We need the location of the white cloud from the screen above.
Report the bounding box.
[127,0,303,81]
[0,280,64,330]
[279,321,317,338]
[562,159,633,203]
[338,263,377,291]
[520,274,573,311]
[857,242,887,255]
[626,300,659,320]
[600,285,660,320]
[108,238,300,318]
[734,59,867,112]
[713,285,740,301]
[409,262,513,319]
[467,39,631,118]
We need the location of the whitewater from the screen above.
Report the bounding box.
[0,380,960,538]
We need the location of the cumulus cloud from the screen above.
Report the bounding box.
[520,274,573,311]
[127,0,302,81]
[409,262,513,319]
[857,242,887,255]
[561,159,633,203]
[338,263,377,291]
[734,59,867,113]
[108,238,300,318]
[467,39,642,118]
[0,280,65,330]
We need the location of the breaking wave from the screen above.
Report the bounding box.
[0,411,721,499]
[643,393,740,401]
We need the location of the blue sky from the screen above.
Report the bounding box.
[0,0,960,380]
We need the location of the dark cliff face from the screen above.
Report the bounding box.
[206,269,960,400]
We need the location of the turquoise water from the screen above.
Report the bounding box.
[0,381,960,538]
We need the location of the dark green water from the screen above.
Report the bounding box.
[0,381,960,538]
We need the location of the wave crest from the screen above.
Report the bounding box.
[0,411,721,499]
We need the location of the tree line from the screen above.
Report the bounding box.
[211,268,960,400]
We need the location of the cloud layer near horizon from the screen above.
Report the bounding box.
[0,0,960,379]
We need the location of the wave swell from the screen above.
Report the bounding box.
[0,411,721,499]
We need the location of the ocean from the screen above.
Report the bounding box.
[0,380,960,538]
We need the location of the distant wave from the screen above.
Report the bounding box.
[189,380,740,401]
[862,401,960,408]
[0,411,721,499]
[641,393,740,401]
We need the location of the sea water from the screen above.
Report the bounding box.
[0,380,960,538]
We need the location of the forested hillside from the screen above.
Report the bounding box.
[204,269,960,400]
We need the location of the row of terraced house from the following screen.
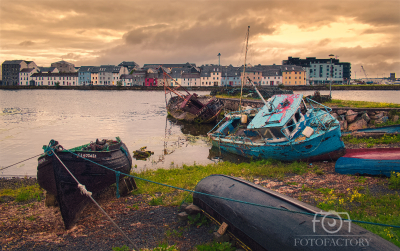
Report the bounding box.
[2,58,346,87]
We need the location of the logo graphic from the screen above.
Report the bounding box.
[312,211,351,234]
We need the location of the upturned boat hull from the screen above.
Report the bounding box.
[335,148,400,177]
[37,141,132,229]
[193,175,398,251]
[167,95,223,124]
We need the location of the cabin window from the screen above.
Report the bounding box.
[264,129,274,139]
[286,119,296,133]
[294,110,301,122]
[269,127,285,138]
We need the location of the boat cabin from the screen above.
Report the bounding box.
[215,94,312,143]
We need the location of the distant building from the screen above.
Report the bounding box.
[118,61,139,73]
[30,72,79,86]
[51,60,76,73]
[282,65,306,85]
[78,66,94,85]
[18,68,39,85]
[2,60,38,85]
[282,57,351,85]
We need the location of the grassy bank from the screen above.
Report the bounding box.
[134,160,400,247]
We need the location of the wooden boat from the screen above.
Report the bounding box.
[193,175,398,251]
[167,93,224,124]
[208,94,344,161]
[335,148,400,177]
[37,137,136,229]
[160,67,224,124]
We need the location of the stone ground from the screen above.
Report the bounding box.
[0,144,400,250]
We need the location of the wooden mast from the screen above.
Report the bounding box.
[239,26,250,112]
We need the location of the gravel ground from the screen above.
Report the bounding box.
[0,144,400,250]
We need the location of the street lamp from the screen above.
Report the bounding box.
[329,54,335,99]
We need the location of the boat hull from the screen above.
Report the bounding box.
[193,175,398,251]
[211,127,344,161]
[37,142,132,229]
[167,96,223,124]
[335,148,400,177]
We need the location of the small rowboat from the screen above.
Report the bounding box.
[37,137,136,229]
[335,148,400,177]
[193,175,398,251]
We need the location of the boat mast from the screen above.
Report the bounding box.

★ ★ ★ ★ ★ ★ ★

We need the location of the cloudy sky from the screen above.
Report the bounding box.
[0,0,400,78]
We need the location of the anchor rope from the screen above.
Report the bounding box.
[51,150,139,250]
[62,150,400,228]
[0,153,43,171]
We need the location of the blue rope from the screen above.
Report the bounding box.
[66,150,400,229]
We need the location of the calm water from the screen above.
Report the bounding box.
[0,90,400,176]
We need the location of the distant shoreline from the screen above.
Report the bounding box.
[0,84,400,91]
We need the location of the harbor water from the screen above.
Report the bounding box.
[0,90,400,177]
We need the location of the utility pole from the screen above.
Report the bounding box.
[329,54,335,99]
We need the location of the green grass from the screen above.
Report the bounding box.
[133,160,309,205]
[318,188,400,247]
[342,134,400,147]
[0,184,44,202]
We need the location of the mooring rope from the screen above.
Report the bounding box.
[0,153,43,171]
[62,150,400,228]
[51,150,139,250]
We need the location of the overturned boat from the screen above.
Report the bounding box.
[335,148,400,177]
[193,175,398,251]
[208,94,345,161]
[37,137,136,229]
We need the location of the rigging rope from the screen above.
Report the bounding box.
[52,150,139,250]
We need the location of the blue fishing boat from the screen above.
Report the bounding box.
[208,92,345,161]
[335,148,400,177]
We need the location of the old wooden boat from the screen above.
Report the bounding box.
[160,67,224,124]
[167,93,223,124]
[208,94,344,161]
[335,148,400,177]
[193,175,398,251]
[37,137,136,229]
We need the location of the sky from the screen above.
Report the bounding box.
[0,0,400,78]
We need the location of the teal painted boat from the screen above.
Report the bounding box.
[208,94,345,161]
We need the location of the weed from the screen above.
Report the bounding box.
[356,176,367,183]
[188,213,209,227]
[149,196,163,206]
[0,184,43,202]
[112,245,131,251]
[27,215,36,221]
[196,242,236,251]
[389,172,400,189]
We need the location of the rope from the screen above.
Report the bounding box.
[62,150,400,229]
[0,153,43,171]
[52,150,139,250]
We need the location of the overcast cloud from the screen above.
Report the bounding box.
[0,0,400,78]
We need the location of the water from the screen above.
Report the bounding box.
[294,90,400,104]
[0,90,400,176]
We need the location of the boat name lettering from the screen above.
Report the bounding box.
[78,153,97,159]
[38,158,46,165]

★ ★ ★ ★ ★ ★ ★

Print the data lines without any change, starting with the line that contains "We need the location of the weed" and going on through the line that contains "[389,172,400,189]".

**ANSWER TO THIS EXERCISE:**
We need the location of the weed from the screen above.
Report the bounding box.
[356,176,367,183]
[188,213,209,227]
[149,196,163,206]
[0,184,43,202]
[112,245,131,251]
[27,215,36,221]
[196,242,236,251]
[389,172,400,189]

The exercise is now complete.